EXERCISE GOAL ->
Copy out all of the material below, requests included, and rescale each coordinate in the answers by a factor of 2.45, rounding to whole numbers with halves going up.

DATASET ENTRIES ->

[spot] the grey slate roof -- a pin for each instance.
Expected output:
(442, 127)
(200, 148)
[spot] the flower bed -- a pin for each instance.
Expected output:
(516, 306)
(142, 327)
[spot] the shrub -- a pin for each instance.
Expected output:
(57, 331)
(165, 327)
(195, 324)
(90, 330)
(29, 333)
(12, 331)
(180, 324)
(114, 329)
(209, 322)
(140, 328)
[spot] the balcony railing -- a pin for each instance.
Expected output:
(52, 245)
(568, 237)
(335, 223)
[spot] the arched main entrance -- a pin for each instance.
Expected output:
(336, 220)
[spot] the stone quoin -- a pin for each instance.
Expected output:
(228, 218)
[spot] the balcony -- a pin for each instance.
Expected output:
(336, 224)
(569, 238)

OUTPUT FOR THIS TASK ->
[spot] the grey slate roof -- a pin for each instance.
Expected output:
(1083, 311)
(490, 363)
[spot] the flower bed -- a pin for each instance.
Expected output:
(1264, 750)
(348, 801)
[spot] the shrub -- a pin for each instance.
Expected output:
(140, 811)
(404, 801)
(478, 794)
(221, 809)
(71, 816)
(29, 811)
(441, 794)
(279, 806)
(512, 789)
(343, 804)
[spot] the balcony railing -- a pin for each instance.
Expected output:
(127, 600)
(1392, 581)
(821, 546)
[spot] the arched main entrance -- a pin for each instance.
Expected output:
(823, 539)
[spot] the stone quoin -- a pin for each instance.
Expected output:
(559, 534)
[spot] the balcony -- a pin for each instance.
Expected output:
(823, 549)
(1394, 583)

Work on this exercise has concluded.